(TEXT SEGMENT)
Friday, July 1, 2011

October 30, 1980, St. Michael's Alley, Palo Alto, CA: Robert Hunter

436 University Avenue in Palo Alto, the former site of St. Michael's Alley
Robert Hunter got his start as a performer in 1961, along with Jerry Garcia. According to legend, they played graduation (for 8th graders) at Peninsula School in Menlo Park, and received 5 dollars. While they supposedly planned to frame it to memorialize their first payment as professional musicians, according to Hunter they soon spent it on cigarettes. Hunter was part of various bluegrass and old-time ensembles with Jerry Garcia and David Nelson in 1962 and '63, but as Garcia and Nelson were far superior pickers, Hunter focused more on writing as the other two moved ahead musically. Hunter scuffled around Palo Alto, taking various odd jobs such as participating in a scientific experiment where he was paid to take LSD. Less dramatically, Hunter also had a job washing dishes at Palo Alto's first "beatnik" coffee house, St. Michael's Alley.

Entries from a collection:
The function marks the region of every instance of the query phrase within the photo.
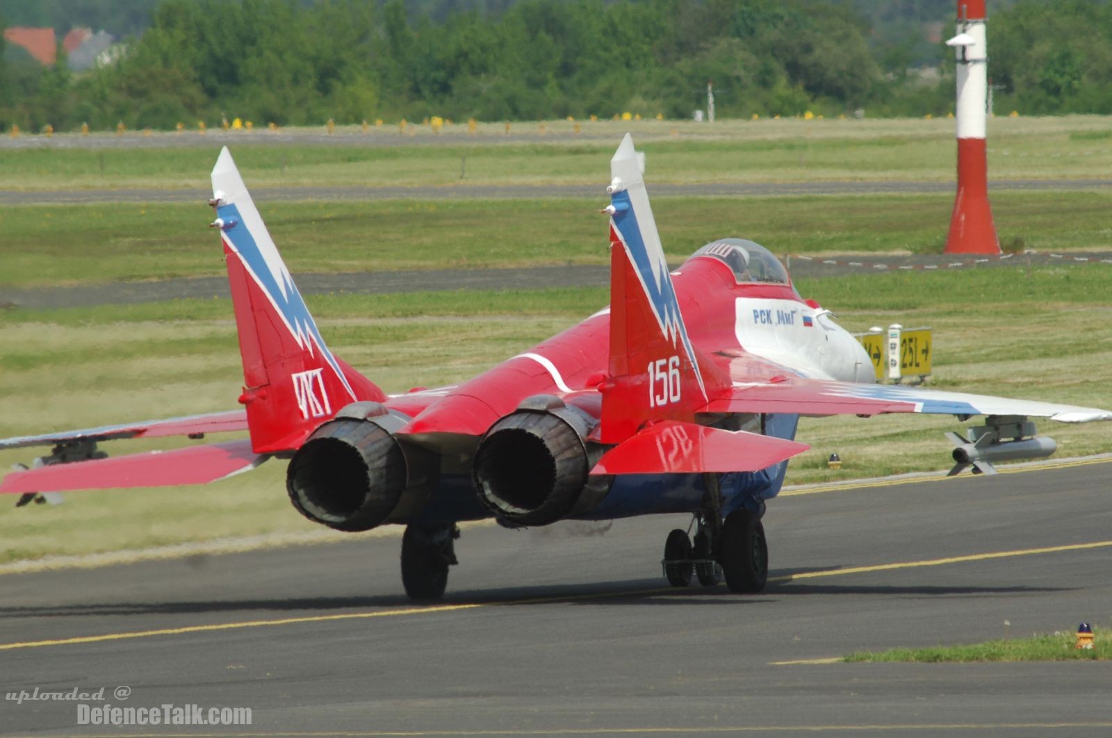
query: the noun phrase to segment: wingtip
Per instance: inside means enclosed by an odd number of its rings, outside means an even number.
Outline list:
[[[216,164],[212,167],[212,197],[218,197],[218,192],[222,193],[222,199],[225,201],[231,201],[234,197],[240,196],[247,190],[247,186],[244,184],[244,178],[239,174],[239,169],[236,167],[236,161],[231,158],[231,152],[228,151],[228,147],[222,147],[220,149],[220,156],[216,159]]]
[[[626,133],[622,137],[622,143],[618,144],[618,150],[614,152],[613,161],[618,161],[622,159],[636,159],[637,152],[633,146],[633,134]]]

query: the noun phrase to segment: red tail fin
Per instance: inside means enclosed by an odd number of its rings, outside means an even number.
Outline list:
[[[257,452],[298,448],[337,410],[386,396],[332,356],[225,148],[212,202],[239,330],[247,423]]]
[[[599,440],[618,443],[648,420],[691,421],[722,389],[699,367],[626,134],[610,161],[610,386]]]

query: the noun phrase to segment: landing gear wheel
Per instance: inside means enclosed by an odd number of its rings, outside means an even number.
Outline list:
[[[712,558],[711,546],[706,538],[707,536],[703,530],[695,533],[695,558]],[[722,565],[717,561],[704,561],[702,564],[696,564],[695,576],[698,578],[698,584],[704,587],[715,587],[719,581],[722,581]]]
[[[759,592],[768,581],[768,543],[761,518],[735,510],[722,526],[718,554],[726,586],[732,592]]]
[[[436,600],[448,586],[448,567],[456,564],[455,526],[419,528],[406,526],[401,536],[401,585],[415,600]]]
[[[664,560],[677,561],[692,558],[692,541],[687,538],[687,531],[676,528],[668,533],[668,539],[664,543]],[[692,564],[665,564],[664,576],[668,578],[668,584],[673,587],[686,587],[691,584]]]

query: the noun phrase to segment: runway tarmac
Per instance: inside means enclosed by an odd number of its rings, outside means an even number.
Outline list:
[[[785,492],[756,596],[667,588],[671,517],[466,529],[437,607],[403,598],[397,536],[7,575],[4,690],[252,725],[90,729],[71,702],[4,701],[0,732],[1106,736],[1112,662],[815,660],[1112,626],[1110,471]]]

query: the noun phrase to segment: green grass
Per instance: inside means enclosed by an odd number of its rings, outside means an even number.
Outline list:
[[[292,271],[334,272],[607,263],[603,200],[278,203],[260,195],[258,206]],[[952,207],[951,195],[654,202],[673,261],[722,236],[780,255],[937,253]],[[1004,243],[1112,248],[1112,191],[1005,191],[993,207]],[[221,275],[210,220],[200,202],[0,207],[0,287]]]
[[[537,142],[507,141],[502,126],[484,126],[468,136],[456,126],[441,136],[427,127],[413,138],[384,126],[361,133],[341,129],[325,143],[306,133],[284,131],[289,142],[261,146],[266,131],[228,137],[196,132],[159,134],[176,148],[18,148],[0,140],[0,188],[206,188],[219,147],[228,143],[245,179],[256,188],[272,186],[450,187],[460,180],[467,158],[469,183],[605,183],[607,160],[622,134],[632,131],[647,154],[651,182],[808,181],[840,179],[934,179],[954,177],[954,121],[936,120],[759,120],[515,123],[514,133],[536,134]],[[989,122],[989,156],[994,178],[1108,176],[1112,147],[1098,116],[994,118]],[[139,140],[138,133],[129,133]],[[113,137],[109,137],[113,138]],[[24,139],[26,140],[26,139]],[[42,139],[46,142],[46,139]]]
[[[1112,407],[1109,265],[804,280],[801,291],[851,330],[935,330],[931,385]],[[527,350],[605,305],[605,288],[309,296],[321,331],[388,391],[450,383]],[[893,307],[892,303],[895,303]],[[1079,330],[1082,330],[1079,335]],[[0,437],[235,407],[241,369],[227,300],[0,311]],[[1112,451],[1104,428],[1044,422],[1060,456]],[[813,449],[788,483],[949,468],[949,416],[808,418]],[[1094,432],[1095,431],[1095,432]],[[178,441],[118,441],[110,453]],[[825,458],[837,451],[843,468]],[[0,452],[0,469],[34,450]],[[280,461],[212,486],[67,496],[0,508],[0,561],[312,528],[290,509]],[[339,533],[337,535],[339,536]]]
[[[975,661],[1106,661],[1112,658],[1112,636],[1093,629],[1093,648],[1075,648],[1072,630],[1031,638],[990,640],[961,646],[894,648],[886,651],[857,651],[845,657],[852,664],[969,664]]]

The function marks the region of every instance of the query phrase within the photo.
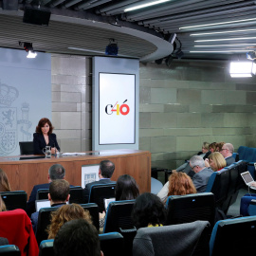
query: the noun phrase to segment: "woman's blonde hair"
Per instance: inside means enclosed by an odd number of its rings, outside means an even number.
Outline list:
[[[48,239],[54,239],[64,223],[75,219],[84,219],[92,224],[90,212],[78,204],[64,205],[56,211],[53,211],[51,213],[51,223],[46,230]]]
[[[212,171],[218,171],[221,170],[222,168],[227,166],[227,162],[225,160],[225,158],[223,157],[223,155],[219,153],[219,152],[213,152],[209,155],[209,159],[211,159],[215,166],[216,166],[216,170]]]
[[[0,169],[0,192],[10,192],[7,174],[2,169]]]
[[[182,172],[173,171],[169,177],[169,195],[196,193],[196,189],[189,175]]]
[[[210,145],[210,143],[209,143],[209,142],[203,142],[202,147],[203,147],[204,149],[209,150],[209,145]]]

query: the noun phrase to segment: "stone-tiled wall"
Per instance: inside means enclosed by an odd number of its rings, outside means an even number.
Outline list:
[[[91,150],[91,58],[52,55],[52,120],[64,152]],[[225,63],[140,64],[139,149],[174,169],[203,141],[256,146],[255,79]]]
[[[51,57],[52,121],[64,152],[91,150],[91,58]]]
[[[228,63],[140,64],[139,148],[174,169],[202,142],[256,146],[255,79],[231,79]]]

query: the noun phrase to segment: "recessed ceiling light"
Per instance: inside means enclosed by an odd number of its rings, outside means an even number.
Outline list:
[[[131,11],[131,10],[135,10],[135,9],[142,9],[142,8],[146,8],[146,7],[151,7],[151,6],[155,6],[155,5],[158,5],[158,4],[169,2],[169,1],[171,1],[171,0],[154,1],[154,2],[151,2],[151,3],[148,3],[148,4],[143,4],[143,5],[136,6],[136,7],[133,7],[133,8],[127,8],[123,11],[127,12],[127,11]]]
[[[218,23],[210,23],[210,24],[202,24],[202,25],[182,27],[179,27],[179,29],[187,29],[187,28],[193,28],[193,27],[210,27],[210,26],[215,26],[215,25],[224,25],[224,24],[230,24],[230,23],[238,23],[238,22],[255,21],[255,20],[256,20],[256,18],[251,18],[251,19],[238,20],[238,21],[229,21],[229,22],[218,22]]]
[[[190,50],[191,53],[231,53],[231,52],[247,52],[248,50]]]
[[[223,46],[251,46],[256,44],[237,44],[237,45],[210,45],[210,46],[194,46],[194,47],[223,47]]]
[[[196,33],[191,34],[190,36],[201,36],[201,35],[215,35],[215,34],[227,34],[227,33],[237,33],[237,32],[247,32],[247,31],[256,31],[256,29],[241,29],[241,30],[226,30],[221,32],[209,32],[209,33]]]
[[[234,41],[234,40],[247,40],[256,39],[256,37],[236,37],[236,38],[219,38],[219,39],[206,39],[206,40],[195,40],[194,42],[216,42],[216,41]]]

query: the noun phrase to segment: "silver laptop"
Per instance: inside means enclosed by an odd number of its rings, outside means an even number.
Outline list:
[[[248,187],[250,187],[251,183],[254,182],[254,179],[248,171],[242,173],[241,176]],[[255,187],[252,187],[252,188],[256,189]]]
[[[107,210],[107,207],[109,205],[110,202],[116,201],[115,197],[111,197],[111,198],[104,198],[104,207],[105,207],[105,210]]]
[[[50,207],[50,201],[48,199],[35,200],[36,211],[39,211],[41,208]]]

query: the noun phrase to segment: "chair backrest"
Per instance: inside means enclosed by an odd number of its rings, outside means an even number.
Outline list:
[[[33,141],[20,141],[20,153],[21,155],[33,155],[34,146]]]
[[[123,237],[118,232],[100,234],[101,249],[104,256],[123,255]],[[39,247],[39,256],[54,256],[53,239],[43,240]]]
[[[21,251],[17,246],[7,245],[0,247],[0,255],[1,256],[20,256]]]
[[[43,240],[39,246],[39,256],[54,256],[54,239]]]
[[[133,243],[134,256],[209,255],[208,221],[141,228]],[[182,241],[182,242],[181,242]]]
[[[24,191],[0,192],[9,210],[15,209],[27,210],[27,194]]]
[[[81,186],[70,187],[69,203],[82,204],[82,192],[83,189]],[[48,189],[38,190],[36,194],[36,200],[48,199]]]
[[[91,214],[91,217],[92,217],[93,225],[95,226],[97,230],[99,230],[99,229],[100,229],[100,221],[99,221],[99,208],[98,208],[98,205],[95,204],[95,203],[88,203],[88,204],[81,204],[81,206],[84,210],[89,210],[89,212]]]
[[[124,241],[120,233],[100,234],[99,239],[104,256],[120,256],[124,254]]]
[[[229,171],[223,169],[219,172],[214,172],[208,181],[206,192],[212,192],[214,194],[215,204],[220,209],[228,197],[229,180]]]
[[[38,245],[40,245],[41,241],[47,239],[48,234],[46,232],[46,228],[50,225],[51,212],[57,210],[58,209],[59,209],[58,207],[48,207],[40,209],[36,229],[36,240]]]
[[[209,221],[211,229],[215,220],[215,200],[211,192],[171,195],[167,199],[167,225]]]
[[[134,204],[135,200],[110,202],[107,208],[103,233],[133,229],[134,224],[131,213]]]
[[[255,251],[256,216],[218,221],[210,241],[210,256],[241,256]]]
[[[105,210],[104,199],[115,197],[116,183],[97,184],[91,186],[89,203],[96,203],[99,206],[99,212]]]

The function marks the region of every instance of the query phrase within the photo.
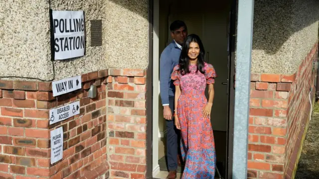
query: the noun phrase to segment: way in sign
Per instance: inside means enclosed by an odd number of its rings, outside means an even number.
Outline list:
[[[80,89],[82,88],[81,76],[53,82],[52,87],[53,96]]]

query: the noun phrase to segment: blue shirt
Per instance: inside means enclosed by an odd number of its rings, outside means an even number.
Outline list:
[[[178,64],[181,49],[172,41],[163,50],[160,59],[160,90],[161,103],[169,103],[169,96],[173,96],[175,87],[170,79],[174,67]]]

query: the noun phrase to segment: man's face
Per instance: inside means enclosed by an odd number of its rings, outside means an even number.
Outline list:
[[[184,27],[181,27],[170,33],[171,38],[179,45],[184,43],[184,40],[187,36],[187,30]]]

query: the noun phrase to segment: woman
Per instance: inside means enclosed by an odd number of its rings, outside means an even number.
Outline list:
[[[181,131],[185,162],[182,179],[213,179],[216,156],[210,116],[216,75],[213,66],[204,62],[204,47],[197,35],[187,36],[182,49],[171,75],[175,86],[175,125]]]

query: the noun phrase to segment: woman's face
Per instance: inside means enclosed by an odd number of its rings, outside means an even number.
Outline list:
[[[189,44],[189,49],[188,49],[188,57],[190,60],[196,60],[199,55],[199,46],[196,42],[191,42]]]

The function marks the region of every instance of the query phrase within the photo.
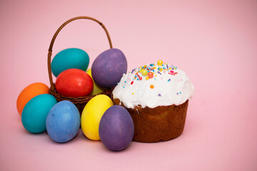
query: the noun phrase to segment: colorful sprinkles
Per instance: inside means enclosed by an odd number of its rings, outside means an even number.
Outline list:
[[[132,79],[128,78],[127,81],[125,81],[125,86],[126,82],[130,83],[131,85],[133,85],[134,82],[136,81],[148,81],[150,79],[153,78],[154,80],[157,79],[158,76],[160,76],[161,79],[163,79],[163,76],[167,73],[168,74],[171,75],[171,77],[176,76],[176,75],[178,73],[178,72],[176,72],[177,68],[173,65],[168,65],[166,63],[163,62],[161,60],[158,60],[157,63],[151,63],[149,65],[144,65],[143,66],[136,68],[131,71],[131,72],[129,72],[129,73],[134,74]],[[167,80],[168,82],[170,82],[171,80],[171,78],[168,78]],[[182,78],[180,79],[180,81],[183,81]],[[125,86],[123,86],[124,88]],[[153,89],[154,88],[154,85],[151,84],[150,85],[150,88]],[[132,95],[134,95],[134,93],[132,93]],[[181,94],[181,92],[176,93],[177,95]],[[161,94],[158,94],[158,97],[161,97]]]

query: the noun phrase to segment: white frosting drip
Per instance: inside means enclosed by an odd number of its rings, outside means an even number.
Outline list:
[[[136,73],[140,71],[141,67],[136,68],[132,73],[124,74],[113,91],[114,98],[119,99],[128,108],[134,108],[138,105],[153,108],[160,105],[178,105],[193,97],[194,87],[185,72],[173,66],[168,66],[170,69],[162,71],[157,69],[159,66],[156,63],[146,66],[148,68],[153,66],[156,68],[150,71],[154,71],[154,77],[148,80],[140,72],[138,75],[142,80],[137,80],[138,76],[135,78]],[[166,68],[166,65],[162,67]],[[177,73],[171,75],[168,73],[171,71]],[[151,88],[151,85],[153,88]]]

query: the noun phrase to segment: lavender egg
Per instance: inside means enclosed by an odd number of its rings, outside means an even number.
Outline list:
[[[113,88],[127,71],[127,61],[122,51],[108,49],[94,60],[91,67],[94,81],[103,88]]]
[[[120,151],[128,147],[133,133],[132,118],[125,108],[113,105],[104,113],[99,124],[99,135],[109,150]]]

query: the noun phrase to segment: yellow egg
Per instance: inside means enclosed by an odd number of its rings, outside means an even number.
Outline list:
[[[99,123],[104,112],[114,103],[106,95],[98,95],[91,98],[81,114],[81,129],[84,134],[92,140],[99,140]]]
[[[91,69],[89,69],[88,71],[86,71],[86,73],[89,75],[89,76],[92,78],[92,74],[91,74]],[[94,83],[94,88],[93,88],[93,90],[91,93],[91,95],[96,95],[99,94],[101,92],[103,92],[104,90],[104,88],[100,87],[99,86],[98,86],[94,81],[93,80],[93,83]]]

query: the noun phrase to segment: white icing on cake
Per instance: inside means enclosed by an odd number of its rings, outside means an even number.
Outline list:
[[[147,76],[142,74],[143,69],[153,73],[153,77],[147,80]],[[166,63],[158,66],[156,63],[124,74],[113,95],[128,108],[134,108],[138,105],[153,108],[182,104],[193,97],[193,90],[194,87],[185,72],[173,66]]]

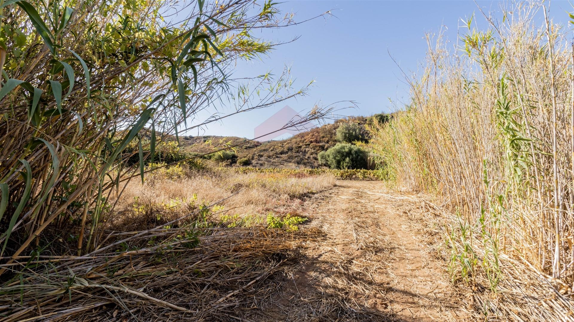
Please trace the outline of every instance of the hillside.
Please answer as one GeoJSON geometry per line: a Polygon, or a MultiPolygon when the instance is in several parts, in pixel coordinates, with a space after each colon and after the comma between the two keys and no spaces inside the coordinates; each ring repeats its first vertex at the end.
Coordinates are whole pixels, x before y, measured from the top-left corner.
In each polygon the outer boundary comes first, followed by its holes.
{"type": "MultiPolygon", "coordinates": [[[[375,114],[381,115],[382,114],[375,114]]],[[[251,166],[257,168],[317,168],[317,154],[333,146],[337,141],[336,131],[344,122],[364,125],[373,122],[373,117],[352,117],[335,121],[282,140],[263,142],[237,137],[183,137],[180,143],[185,151],[205,153],[225,145],[242,144],[236,149],[237,158],[246,158],[251,166]]]]}

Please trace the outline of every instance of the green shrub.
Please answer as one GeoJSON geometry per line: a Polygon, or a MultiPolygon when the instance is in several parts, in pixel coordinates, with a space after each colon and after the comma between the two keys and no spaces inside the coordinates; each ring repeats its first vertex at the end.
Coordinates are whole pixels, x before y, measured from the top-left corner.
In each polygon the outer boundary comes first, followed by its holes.
{"type": "Polygon", "coordinates": [[[319,154],[319,163],[331,169],[364,169],[367,155],[360,148],[349,143],[336,145],[319,154]]]}
{"type": "Polygon", "coordinates": [[[374,114],[367,118],[367,125],[370,126],[375,125],[382,125],[390,121],[390,119],[391,115],[390,114],[383,113],[374,114]]]}
{"type": "Polygon", "coordinates": [[[236,158],[237,155],[235,151],[220,151],[209,154],[209,157],[212,161],[222,162],[236,158]]]}
{"type": "Polygon", "coordinates": [[[241,159],[237,160],[237,164],[239,165],[249,165],[251,163],[251,161],[247,158],[241,158],[241,159]]]}
{"type": "Polygon", "coordinates": [[[356,123],[344,123],[337,129],[336,138],[342,142],[364,141],[363,127],[356,123]]]}

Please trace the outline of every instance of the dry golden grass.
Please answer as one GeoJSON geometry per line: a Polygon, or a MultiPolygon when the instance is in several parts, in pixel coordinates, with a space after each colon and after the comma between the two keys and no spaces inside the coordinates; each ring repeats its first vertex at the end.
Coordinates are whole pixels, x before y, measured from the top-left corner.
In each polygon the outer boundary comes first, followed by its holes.
{"type": "MultiPolygon", "coordinates": [[[[265,216],[288,218],[304,196],[335,183],[329,175],[181,166],[143,185],[130,182],[109,200],[117,203],[104,213],[101,247],[82,257],[17,258],[9,269],[23,266],[26,273],[2,288],[0,320],[250,320],[277,290],[272,276],[296,262],[297,247],[318,235],[289,226],[270,229],[277,226],[265,216]],[[220,220],[228,214],[261,220],[232,227],[220,220]],[[27,266],[32,260],[47,265],[27,266]]],[[[74,254],[74,244],[63,253],[74,254]]]]}
{"type": "Polygon", "coordinates": [[[329,189],[330,174],[298,176],[281,173],[239,173],[191,170],[177,166],[150,176],[123,190],[108,224],[115,230],[137,230],[181,217],[196,207],[215,203],[221,215],[293,214],[305,196],[329,189]],[[220,200],[223,200],[220,201],[220,200]]]}

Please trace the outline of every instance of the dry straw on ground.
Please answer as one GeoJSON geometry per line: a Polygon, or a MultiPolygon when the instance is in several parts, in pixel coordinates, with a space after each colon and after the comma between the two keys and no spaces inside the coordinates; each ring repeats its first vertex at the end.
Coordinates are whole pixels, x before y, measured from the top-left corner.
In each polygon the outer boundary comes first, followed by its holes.
{"type": "Polygon", "coordinates": [[[538,288],[533,298],[556,297],[556,307],[522,298],[548,312],[506,313],[571,319],[572,34],[547,18],[540,2],[508,5],[496,15],[478,10],[488,28],[477,29],[470,18],[453,48],[428,36],[422,75],[409,78],[411,102],[373,129],[371,146],[398,184],[444,197],[453,214],[445,230],[455,282],[476,285],[484,274],[487,289],[528,294],[538,288]],[[513,286],[513,280],[538,286],[513,286]]]}

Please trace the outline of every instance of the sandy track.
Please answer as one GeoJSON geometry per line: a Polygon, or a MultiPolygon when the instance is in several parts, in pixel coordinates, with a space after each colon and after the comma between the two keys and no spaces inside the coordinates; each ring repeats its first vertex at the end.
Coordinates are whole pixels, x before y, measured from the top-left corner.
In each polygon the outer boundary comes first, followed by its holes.
{"type": "MultiPolygon", "coordinates": [[[[428,250],[424,201],[382,183],[339,181],[305,203],[310,241],[270,316],[292,321],[460,321],[465,315],[428,250]]],[[[435,236],[436,238],[436,236],[435,236]]]]}

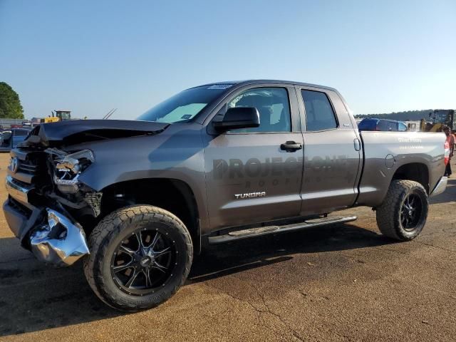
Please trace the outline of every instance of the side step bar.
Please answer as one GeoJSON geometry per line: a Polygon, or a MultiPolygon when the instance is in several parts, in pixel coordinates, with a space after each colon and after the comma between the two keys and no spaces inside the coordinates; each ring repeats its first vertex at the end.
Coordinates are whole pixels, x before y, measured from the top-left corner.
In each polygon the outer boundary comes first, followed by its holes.
{"type": "Polygon", "coordinates": [[[247,239],[249,237],[267,235],[269,234],[292,232],[313,227],[326,226],[333,223],[350,222],[351,221],[355,221],[357,218],[358,217],[356,216],[347,216],[345,217],[333,217],[312,219],[304,221],[304,222],[284,224],[283,226],[259,227],[256,228],[250,228],[249,229],[237,230],[234,232],[230,232],[224,235],[209,237],[208,239],[209,244],[222,244],[224,242],[229,242],[231,241],[247,239]]]}

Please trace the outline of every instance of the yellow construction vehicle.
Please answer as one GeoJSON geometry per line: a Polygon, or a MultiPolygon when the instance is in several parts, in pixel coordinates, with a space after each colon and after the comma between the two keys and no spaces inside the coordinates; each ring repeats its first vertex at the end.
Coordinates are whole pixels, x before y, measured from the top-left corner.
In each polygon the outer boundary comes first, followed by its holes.
{"type": "Polygon", "coordinates": [[[443,126],[448,126],[452,131],[456,130],[454,109],[436,109],[429,113],[430,121],[421,119],[420,130],[422,132],[442,132],[443,126]]]}
{"type": "Polygon", "coordinates": [[[71,120],[71,110],[53,110],[52,116],[41,119],[41,123],[56,123],[65,120],[71,120]]]}

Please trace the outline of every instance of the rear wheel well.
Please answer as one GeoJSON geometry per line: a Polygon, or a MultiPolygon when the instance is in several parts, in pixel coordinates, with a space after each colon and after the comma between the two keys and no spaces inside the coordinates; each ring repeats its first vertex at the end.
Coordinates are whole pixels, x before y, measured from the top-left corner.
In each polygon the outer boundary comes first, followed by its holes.
{"type": "Polygon", "coordinates": [[[429,171],[428,167],[420,162],[411,162],[399,167],[393,180],[414,180],[424,187],[429,194],[429,171]]]}
{"type": "Polygon", "coordinates": [[[101,219],[114,210],[132,204],[151,204],[180,219],[190,233],[195,253],[200,251],[198,207],[190,187],[179,180],[153,178],[115,183],[102,190],[101,219]]]}

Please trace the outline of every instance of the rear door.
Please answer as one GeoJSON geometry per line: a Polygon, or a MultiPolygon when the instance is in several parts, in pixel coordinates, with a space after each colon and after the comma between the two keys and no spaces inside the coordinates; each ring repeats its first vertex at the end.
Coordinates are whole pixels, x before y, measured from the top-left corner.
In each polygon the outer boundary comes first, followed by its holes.
{"type": "Polygon", "coordinates": [[[209,224],[212,229],[298,216],[303,148],[285,150],[287,142],[304,141],[296,90],[289,85],[244,87],[216,108],[255,107],[260,127],[203,134],[209,224]]]}
{"type": "Polygon", "coordinates": [[[299,87],[304,139],[301,215],[352,205],[357,195],[361,142],[337,93],[299,87]]]}

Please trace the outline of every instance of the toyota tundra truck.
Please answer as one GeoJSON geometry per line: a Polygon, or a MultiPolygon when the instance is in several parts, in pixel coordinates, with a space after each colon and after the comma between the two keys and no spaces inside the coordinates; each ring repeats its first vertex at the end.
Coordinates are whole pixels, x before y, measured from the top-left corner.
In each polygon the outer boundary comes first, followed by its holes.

(TASKS FOR THIS EXERCISE)
1) List every person named in the post about Robert Hunter.
2) Gather each line of the listing that contains the word "green".

(ANSWER SET)
1) Robert Hunter, Jerry Garcia, David Nelson

2)
query: the noun phrase to segment: green grass
Please trace the outline of every instance of the green shrub.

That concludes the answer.